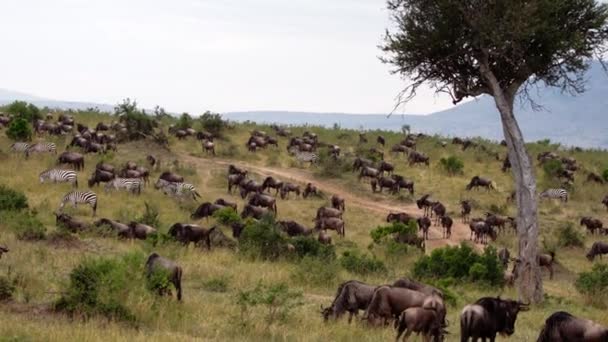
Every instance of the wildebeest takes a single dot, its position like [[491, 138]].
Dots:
[[592, 224], [332, 223], [351, 297], [563, 327], [488, 317], [598, 248], [477, 181], [156, 263], [72, 158]]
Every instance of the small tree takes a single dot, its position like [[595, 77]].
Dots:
[[500, 48]]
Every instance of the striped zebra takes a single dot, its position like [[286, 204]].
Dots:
[[82, 197], [555, 194], [133, 185], [40, 148], [59, 176], [177, 189]]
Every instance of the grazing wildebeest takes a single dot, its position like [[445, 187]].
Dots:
[[400, 217], [483, 182], [351, 297], [287, 188], [271, 182], [488, 317], [293, 228], [337, 202], [446, 224], [265, 201], [465, 210], [592, 224], [598, 248], [156, 263], [424, 223], [332, 223], [563, 327], [72, 158], [420, 320]]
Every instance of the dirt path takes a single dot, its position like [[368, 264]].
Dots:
[[460, 231]]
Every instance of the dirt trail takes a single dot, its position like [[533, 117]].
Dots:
[[460, 231]]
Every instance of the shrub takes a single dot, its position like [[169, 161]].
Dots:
[[263, 239], [355, 262], [11, 199], [307, 246], [277, 299], [594, 284], [227, 216], [452, 165], [569, 236], [19, 130], [460, 263], [101, 287]]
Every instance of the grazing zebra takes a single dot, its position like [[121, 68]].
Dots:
[[307, 157], [41, 147], [555, 194], [133, 185], [59, 176], [84, 197], [177, 189]]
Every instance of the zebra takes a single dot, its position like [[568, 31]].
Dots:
[[59, 176], [133, 185], [555, 194], [75, 197], [41, 147], [177, 189], [307, 157]]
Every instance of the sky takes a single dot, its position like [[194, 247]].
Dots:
[[197, 55]]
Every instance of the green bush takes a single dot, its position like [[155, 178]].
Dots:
[[452, 165], [263, 239], [19, 130], [379, 233], [12, 199], [594, 284], [460, 263], [102, 287], [355, 262], [278, 300]]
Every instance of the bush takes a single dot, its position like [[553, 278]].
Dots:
[[460, 263], [594, 284], [101, 287], [263, 239], [358, 263], [277, 299], [19, 130], [11, 199], [452, 165]]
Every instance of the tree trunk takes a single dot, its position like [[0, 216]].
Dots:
[[529, 276]]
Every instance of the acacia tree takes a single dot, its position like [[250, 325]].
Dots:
[[501, 48]]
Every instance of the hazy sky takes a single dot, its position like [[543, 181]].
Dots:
[[193, 55]]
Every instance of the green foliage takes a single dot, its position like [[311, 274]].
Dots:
[[307, 246], [452, 165], [358, 263], [569, 236], [227, 216], [277, 299], [101, 286], [24, 110], [19, 130], [263, 239], [594, 284], [379, 233], [460, 263], [11, 199]]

────────────────

» Task details:
Copy all lines above containing the string "grazing".

» Answer to this task:
Every instance of the grazing wildebeest takes a single dot, its position like [[445, 187]].
Every instance of the grazing zebra takes a single dot, its position like [[121, 68]].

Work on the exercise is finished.